- **Tarea pendiente**: Enumere, en el orden en que aparecen, todos los años escritos con cifras en la reseña sobre Godland.

Al igual que El zorro ártico, Godland (2022), el tercer largometraje de Hylnur Pálmason, nacido en Hornafjörður en 1984, se desarrolla a finales del siglo diecinueve. Es este un filme sobrecogedor y sublime como el paisaje que lo enmarca, un viaje a los confines de la fe que se inspira en siete fotografías tomadas en la costa sureste de Islandia por un sacerdote danés. El vínculo no necesariamente benévolo entre hombre y naturaleza es captado con pericia poética, permitiendo que el salvaje esplendor islandés acoja una travesía telúrica encabezada por el sacerdote Lucas (Elliott Crosset Hove), empeñado en la colonización religiosa de lo incolonizable. Después de A White, White Day (2019), su fabulosa incursión en el drama de bordes policiacos, Pálmason opta por un pulso claramente místico que por momentos recuerda al director ruso Andréi Tarkovski y su relación casi sacramental con la magnificencia y el silencio del mundo. La propuesta estética de Godland es formidable, ya que toda la cinta está rodada en el formato 4:3 de ángulos redondeados que caracterizó al daguerrotipo decimonónico, de modo que el espectador se siente todo el tiempo dentro de un misterioso álbum localizado en un arcón antiguo. Con un talento particular para percibir la presencia y la voz de los elementos, Hlynur Pálmason construye una parábola sobre la fusión del orbe humano y la esfera natural en un contexto que remite a leyendas olvidadas. Godland apunta sin miramientos hacia la epifanía.

- **Conjunto de datos**:
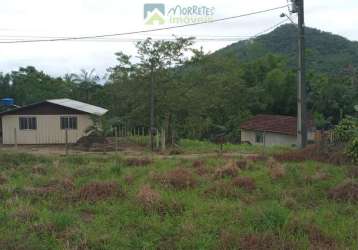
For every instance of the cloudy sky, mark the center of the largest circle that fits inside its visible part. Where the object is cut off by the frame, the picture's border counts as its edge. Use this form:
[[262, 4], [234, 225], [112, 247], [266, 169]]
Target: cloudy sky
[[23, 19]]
---
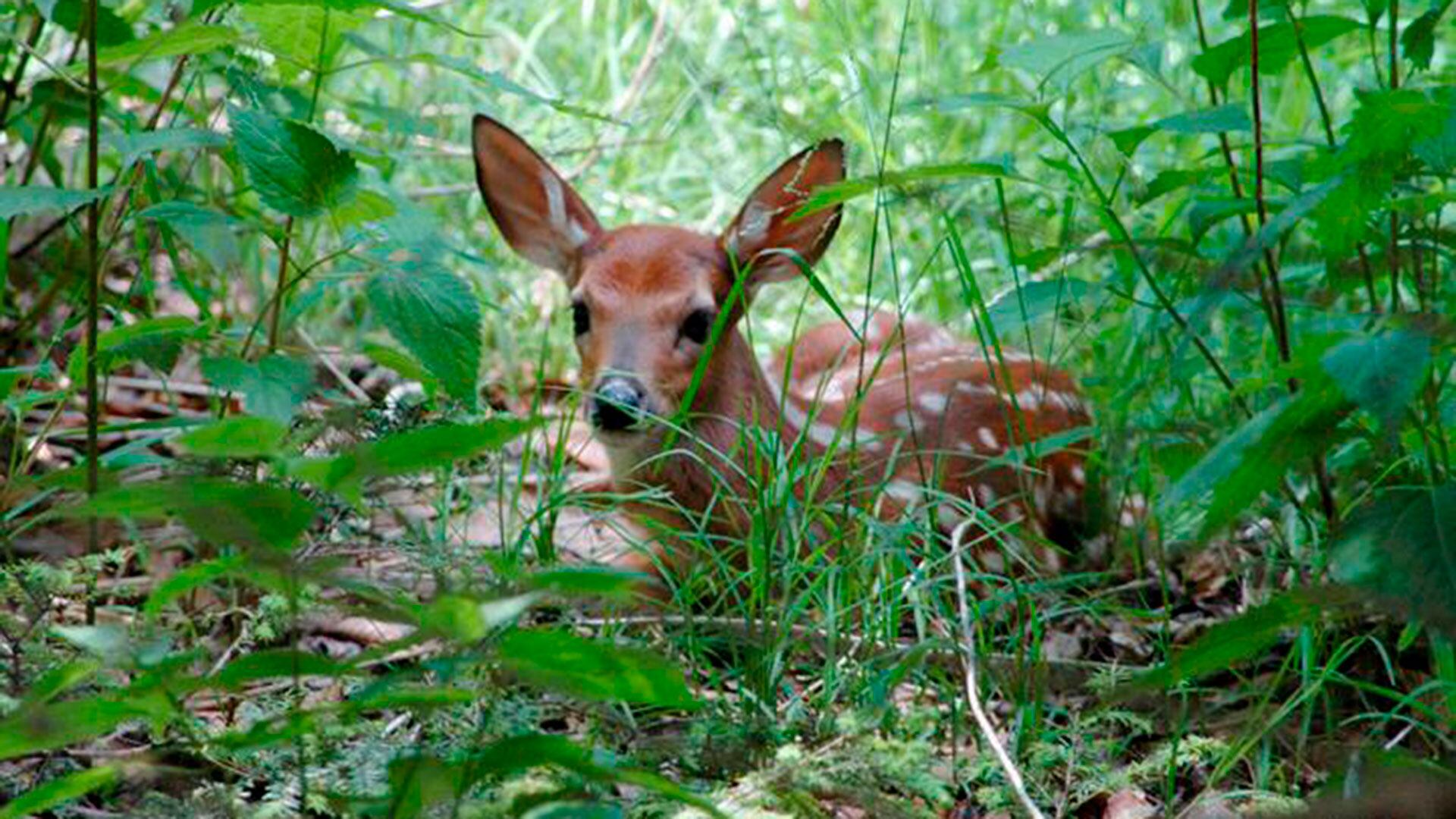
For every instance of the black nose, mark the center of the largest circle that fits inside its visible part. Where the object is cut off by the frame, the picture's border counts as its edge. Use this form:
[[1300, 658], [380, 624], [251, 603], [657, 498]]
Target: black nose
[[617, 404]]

- **Respuesta**: 2022, 1984, 2019